## Requirement
Reproduce the entire listing below exactly.

## Data for processing
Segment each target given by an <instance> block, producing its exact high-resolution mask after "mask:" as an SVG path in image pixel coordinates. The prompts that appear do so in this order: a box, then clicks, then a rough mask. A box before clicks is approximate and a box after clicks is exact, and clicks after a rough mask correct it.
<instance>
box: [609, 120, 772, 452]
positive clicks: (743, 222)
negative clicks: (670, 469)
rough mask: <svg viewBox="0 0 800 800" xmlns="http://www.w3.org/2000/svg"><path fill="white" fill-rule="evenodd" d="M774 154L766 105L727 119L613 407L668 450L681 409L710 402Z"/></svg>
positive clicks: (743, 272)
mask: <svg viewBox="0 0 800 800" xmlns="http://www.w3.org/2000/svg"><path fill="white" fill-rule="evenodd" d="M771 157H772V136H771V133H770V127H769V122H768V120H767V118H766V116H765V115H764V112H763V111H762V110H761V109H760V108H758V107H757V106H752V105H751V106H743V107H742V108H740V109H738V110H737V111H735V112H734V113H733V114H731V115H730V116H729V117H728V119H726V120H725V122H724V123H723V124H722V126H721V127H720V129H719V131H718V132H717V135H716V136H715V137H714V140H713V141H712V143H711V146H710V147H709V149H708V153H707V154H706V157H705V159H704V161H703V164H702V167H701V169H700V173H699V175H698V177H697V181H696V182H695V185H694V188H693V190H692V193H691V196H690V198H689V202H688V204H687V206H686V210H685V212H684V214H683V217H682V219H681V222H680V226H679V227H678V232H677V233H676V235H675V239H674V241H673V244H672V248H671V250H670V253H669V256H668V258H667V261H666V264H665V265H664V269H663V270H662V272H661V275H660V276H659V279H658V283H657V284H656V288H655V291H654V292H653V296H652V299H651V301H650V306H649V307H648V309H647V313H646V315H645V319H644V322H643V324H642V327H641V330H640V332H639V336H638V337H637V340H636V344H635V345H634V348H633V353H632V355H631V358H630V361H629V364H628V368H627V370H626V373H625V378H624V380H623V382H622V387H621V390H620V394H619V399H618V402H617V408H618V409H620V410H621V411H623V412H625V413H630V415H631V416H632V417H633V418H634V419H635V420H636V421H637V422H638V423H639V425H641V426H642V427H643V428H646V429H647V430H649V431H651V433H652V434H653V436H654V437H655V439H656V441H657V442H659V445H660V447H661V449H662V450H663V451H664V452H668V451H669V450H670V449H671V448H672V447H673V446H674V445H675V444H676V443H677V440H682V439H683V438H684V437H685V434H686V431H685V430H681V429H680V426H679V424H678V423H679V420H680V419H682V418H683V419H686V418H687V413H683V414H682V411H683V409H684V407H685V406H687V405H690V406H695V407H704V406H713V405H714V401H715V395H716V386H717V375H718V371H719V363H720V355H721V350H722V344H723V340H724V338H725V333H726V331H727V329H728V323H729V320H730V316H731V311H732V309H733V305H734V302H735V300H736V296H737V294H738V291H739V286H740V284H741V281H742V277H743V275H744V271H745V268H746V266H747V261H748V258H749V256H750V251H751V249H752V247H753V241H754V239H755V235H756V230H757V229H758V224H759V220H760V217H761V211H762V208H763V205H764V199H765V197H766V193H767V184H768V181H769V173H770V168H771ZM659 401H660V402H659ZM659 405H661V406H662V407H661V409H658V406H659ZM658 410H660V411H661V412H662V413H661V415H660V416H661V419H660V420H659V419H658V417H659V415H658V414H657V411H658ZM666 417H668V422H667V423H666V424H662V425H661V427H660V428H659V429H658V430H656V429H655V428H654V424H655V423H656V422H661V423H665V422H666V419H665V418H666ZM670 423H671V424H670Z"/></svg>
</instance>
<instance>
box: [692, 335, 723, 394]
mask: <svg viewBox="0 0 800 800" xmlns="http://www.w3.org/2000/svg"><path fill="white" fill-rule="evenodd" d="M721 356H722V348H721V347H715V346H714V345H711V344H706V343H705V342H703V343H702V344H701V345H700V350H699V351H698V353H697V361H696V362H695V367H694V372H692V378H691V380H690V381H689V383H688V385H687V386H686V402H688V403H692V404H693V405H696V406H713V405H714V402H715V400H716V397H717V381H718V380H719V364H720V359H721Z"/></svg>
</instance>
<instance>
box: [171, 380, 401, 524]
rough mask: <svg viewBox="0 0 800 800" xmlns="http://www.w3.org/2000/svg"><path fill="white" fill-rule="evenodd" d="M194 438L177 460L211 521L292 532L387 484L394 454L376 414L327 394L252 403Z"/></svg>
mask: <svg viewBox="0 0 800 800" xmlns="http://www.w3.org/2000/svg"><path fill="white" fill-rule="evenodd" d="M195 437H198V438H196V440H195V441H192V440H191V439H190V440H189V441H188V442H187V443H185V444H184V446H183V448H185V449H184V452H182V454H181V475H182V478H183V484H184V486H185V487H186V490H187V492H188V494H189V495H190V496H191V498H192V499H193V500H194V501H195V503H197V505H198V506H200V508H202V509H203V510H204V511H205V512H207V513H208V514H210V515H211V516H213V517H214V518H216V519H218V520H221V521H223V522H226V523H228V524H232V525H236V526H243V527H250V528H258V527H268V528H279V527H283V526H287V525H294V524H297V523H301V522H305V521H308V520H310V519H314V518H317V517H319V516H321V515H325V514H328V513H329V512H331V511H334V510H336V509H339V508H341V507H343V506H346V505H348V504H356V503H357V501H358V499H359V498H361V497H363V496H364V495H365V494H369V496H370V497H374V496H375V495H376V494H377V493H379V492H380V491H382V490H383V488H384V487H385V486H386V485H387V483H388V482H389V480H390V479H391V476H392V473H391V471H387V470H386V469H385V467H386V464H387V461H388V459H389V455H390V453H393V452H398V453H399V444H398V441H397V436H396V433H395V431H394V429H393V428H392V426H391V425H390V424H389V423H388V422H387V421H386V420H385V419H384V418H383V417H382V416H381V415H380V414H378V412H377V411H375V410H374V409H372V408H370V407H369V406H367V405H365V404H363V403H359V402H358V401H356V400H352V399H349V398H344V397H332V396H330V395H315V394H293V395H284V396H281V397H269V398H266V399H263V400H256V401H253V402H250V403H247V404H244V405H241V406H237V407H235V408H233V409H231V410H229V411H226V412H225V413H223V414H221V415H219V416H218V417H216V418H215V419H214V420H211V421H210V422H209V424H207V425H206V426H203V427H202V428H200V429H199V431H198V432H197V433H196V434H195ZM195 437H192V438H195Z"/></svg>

## Written solution
Segment each target given by an <instance> block, producing its exact high-resolution mask after "mask:" as an SVG path in image pixel coordinates. The prompts that appear do so in this order: a box, then clicks, then a rough mask. A box before clicks is approximate and a box after clicks is exact, and clicks after a rough mask correct it.
<instance>
box: [609, 120, 772, 452]
positive clicks: (743, 222)
negative clicks: (670, 469)
rough mask: <svg viewBox="0 0 800 800" xmlns="http://www.w3.org/2000/svg"><path fill="white" fill-rule="evenodd" d="M774 154L766 105L727 119L613 407L668 450L681 409L710 402Z"/></svg>
positive clicks: (743, 272)
mask: <svg viewBox="0 0 800 800" xmlns="http://www.w3.org/2000/svg"><path fill="white" fill-rule="evenodd" d="M771 157H772V136H771V133H770V127H769V122H768V120H767V118H766V116H765V115H764V112H763V111H762V110H761V109H760V108H758V107H757V106H752V105H751V106H743V107H742V108H740V109H738V110H737V111H735V112H734V113H733V114H731V115H730V116H729V117H728V119H726V120H725V122H724V123H723V124H722V126H721V127H720V129H719V131H718V132H717V135H716V136H715V137H714V140H713V141H712V143H711V146H710V147H709V149H708V153H707V154H706V157H705V159H704V161H703V164H702V167H701V169H700V173H699V175H698V177H697V181H696V182H695V185H694V188H693V190H692V193H691V196H690V198H689V202H688V204H687V206H686V210H685V212H684V214H683V217H682V219H681V222H680V226H679V227H678V232H677V233H676V235H675V239H674V241H673V244H672V248H671V250H670V253H669V256H668V258H667V261H666V264H665V265H664V269H663V270H662V272H661V275H660V276H659V279H658V283H657V284H656V288H655V291H654V292H653V296H652V299H651V301H650V306H649V307H648V309H647V313H646V315H645V319H644V322H643V324H642V327H641V330H640V332H639V336H638V337H637V340H636V344H635V345H634V348H633V353H632V355H631V358H630V361H629V364H628V368H627V370H626V373H625V378H624V380H623V382H622V387H621V390H620V394H619V399H618V402H617V408H618V409H620V410H621V411H623V412H625V413H630V415H631V416H632V417H633V418H634V419H635V420H636V421H637V422H638V423H639V425H641V426H642V427H643V428H646V429H647V430H649V431H651V433H652V434H653V436H654V437H655V439H656V441H657V442H659V445H660V447H661V449H662V450H663V451H664V452H668V451H669V450H670V449H671V448H672V447H673V446H674V445H675V444H676V443H677V440H682V439H683V438H684V437H685V434H686V431H685V430H681V429H680V426H679V424H678V423H679V420H680V419H682V418H683V419H686V418H687V413H683V414H682V411H683V409H684V407H685V406H687V405H690V406H695V407H704V406H713V405H714V401H715V395H716V386H717V375H718V371H719V363H720V355H721V350H722V344H723V340H724V338H725V333H726V331H727V329H728V323H729V320H730V316H731V311H732V309H733V305H734V302H735V300H736V296H737V294H738V291H739V286H740V284H741V281H742V277H743V275H744V271H745V268H746V266H747V261H748V258H749V256H750V251H751V249H752V247H753V241H754V239H755V235H756V230H757V229H758V224H759V220H760V217H761V211H762V208H763V205H764V199H765V197H766V193H767V184H768V181H769V173H770V168H771ZM659 401H660V402H659ZM659 405H661V406H662V407H661V409H658V406H659ZM658 410H660V411H661V412H662V413H661V415H660V416H661V419H660V420H659V419H658V417H659V415H658V414H657V411H658ZM666 417H668V422H667V423H666V424H662V425H661V427H660V428H659V429H658V430H656V429H655V428H654V424H655V423H656V422H661V423H665V422H666V419H665V418H666ZM670 423H671V424H670Z"/></svg>
</instance>
<instance>
box: [692, 335, 723, 394]
mask: <svg viewBox="0 0 800 800" xmlns="http://www.w3.org/2000/svg"><path fill="white" fill-rule="evenodd" d="M721 356H722V348H721V347H715V346H714V345H711V344H706V343H705V342H703V343H702V344H701V345H700V350H699V351H698V353H697V361H696V362H695V367H694V372H692V378H691V380H690V381H689V383H688V385H687V386H686V402H688V403H692V404H693V405H696V406H713V405H714V402H715V400H716V397H717V381H718V380H719V364H720V359H721Z"/></svg>
</instance>
<instance>
box: [171, 380, 401, 524]
rough mask: <svg viewBox="0 0 800 800" xmlns="http://www.w3.org/2000/svg"><path fill="white" fill-rule="evenodd" d="M194 438L177 460L211 521L292 532L387 484L394 454L376 414L327 394L252 403Z"/></svg>
mask: <svg viewBox="0 0 800 800" xmlns="http://www.w3.org/2000/svg"><path fill="white" fill-rule="evenodd" d="M195 437H198V438H196V440H195V441H192V440H191V439H190V440H189V441H188V442H187V443H185V444H184V446H183V448H185V449H184V452H182V454H181V475H182V478H183V484H184V486H185V487H186V490H187V492H188V494H189V495H190V496H191V498H192V499H193V500H194V501H195V503H197V505H198V506H200V508H202V509H203V510H204V511H205V512H207V513H208V514H210V515H211V516H213V517H214V518H216V519H218V520H221V521H223V522H226V523H228V524H232V525H236V526H243V527H250V528H258V527H268V528H279V527H283V526H287V525H294V524H297V523H301V522H305V521H308V520H310V519H314V518H317V517H319V516H321V515H325V514H328V513H329V512H331V511H334V510H336V509H339V508H341V507H343V506H346V505H348V504H356V503H357V501H358V499H359V498H361V497H363V496H364V495H365V494H369V496H370V497H374V496H375V495H376V494H377V493H379V492H380V491H382V490H383V488H384V487H385V486H386V485H387V483H388V482H389V480H390V479H391V476H392V473H391V471H387V470H386V469H385V467H386V464H387V461H388V459H389V455H390V453H393V452H398V453H399V444H398V441H397V436H396V433H395V431H394V429H393V428H392V426H391V425H390V424H389V423H388V422H387V421H386V420H385V419H384V418H383V417H382V416H381V415H380V414H378V412H377V411H375V410H374V409H372V408H370V407H369V406H367V405H365V404H363V403H359V402H358V401H356V400H352V399H349V398H344V397H332V396H330V395H315V394H293V395H284V396H281V397H269V398H266V399H263V400H256V401H253V402H250V403H247V404H244V405H241V406H237V407H235V408H233V409H231V410H229V411H226V412H225V413H223V414H221V415H219V416H218V417H216V418H215V419H214V420H211V421H210V422H209V424H207V425H206V426H203V427H202V428H200V429H199V431H198V432H197V433H196V434H195ZM195 437H192V438H195Z"/></svg>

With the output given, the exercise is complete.